## EXERCISE
Transcribe the records below exactly as they appear.

Segment Start: DATA SECTION

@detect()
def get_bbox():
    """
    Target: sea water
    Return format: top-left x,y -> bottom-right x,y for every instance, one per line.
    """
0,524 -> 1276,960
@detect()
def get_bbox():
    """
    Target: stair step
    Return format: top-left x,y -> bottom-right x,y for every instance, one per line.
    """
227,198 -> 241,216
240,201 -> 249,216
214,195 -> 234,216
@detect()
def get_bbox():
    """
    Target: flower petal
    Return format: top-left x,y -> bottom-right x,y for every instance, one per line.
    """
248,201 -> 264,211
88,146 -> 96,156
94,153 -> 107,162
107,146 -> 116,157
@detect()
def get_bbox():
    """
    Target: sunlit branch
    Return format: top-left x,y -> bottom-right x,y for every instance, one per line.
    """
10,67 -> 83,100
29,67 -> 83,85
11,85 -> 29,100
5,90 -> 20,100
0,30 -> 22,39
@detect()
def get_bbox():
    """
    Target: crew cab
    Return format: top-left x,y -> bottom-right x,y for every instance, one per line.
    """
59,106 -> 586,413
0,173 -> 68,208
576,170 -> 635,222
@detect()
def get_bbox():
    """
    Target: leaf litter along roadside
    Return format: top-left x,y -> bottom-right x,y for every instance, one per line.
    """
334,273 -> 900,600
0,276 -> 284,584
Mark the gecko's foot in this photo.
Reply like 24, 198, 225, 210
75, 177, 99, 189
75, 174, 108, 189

Segment End: DATA SECTION

## TASK SOLUTION
@detect()
def get_bbox():
    """
    Target: sea water
    Return format: top-left x,y -> bottom-right x,y for every instance, one per line.
    """
0,524 -> 1276,960
@detect()
def get_bbox():
    """
    Target: stair step
    Return format: top-left x,y -> bottom-right x,y for every instance, one per line.
    """
227,198 -> 241,216
240,201 -> 249,216
214,195 -> 234,216
@detect()
def get_bbox():
    """
    Target: flower petal
    Return format: top-left x,y -> bottom-right x,y for every instance, one per line.
    """
248,201 -> 264,211
88,146 -> 96,156
94,153 -> 107,162
107,146 -> 116,157
@detect()
def get_bbox():
    """
    Target: sunlit branch
    Return format: top-left x,y -> bottom-right x,y for every instance, one per line.
    """
10,67 -> 83,100
29,67 -> 83,85
11,85 -> 29,100
5,90 -> 20,100
0,30 -> 22,39
@detect()
def get_bbox():
    """
    Target: crew cab
    Return format: top-left x,y -> bottom-right x,y for every instance, one per line.
    """
59,106 -> 586,413
0,173 -> 68,208
576,170 -> 635,222
@detect()
def get_bbox():
    """
    Target: leaf litter along roadside
    Return format: top-left x,y -> bottom-right x,y for every instance, one per line.
    """
334,273 -> 900,600
0,276 -> 284,584
Mark the gecko's foot in this photo.
Reply like 24, 198, 225, 210
75, 177, 99, 189
75, 174, 108, 189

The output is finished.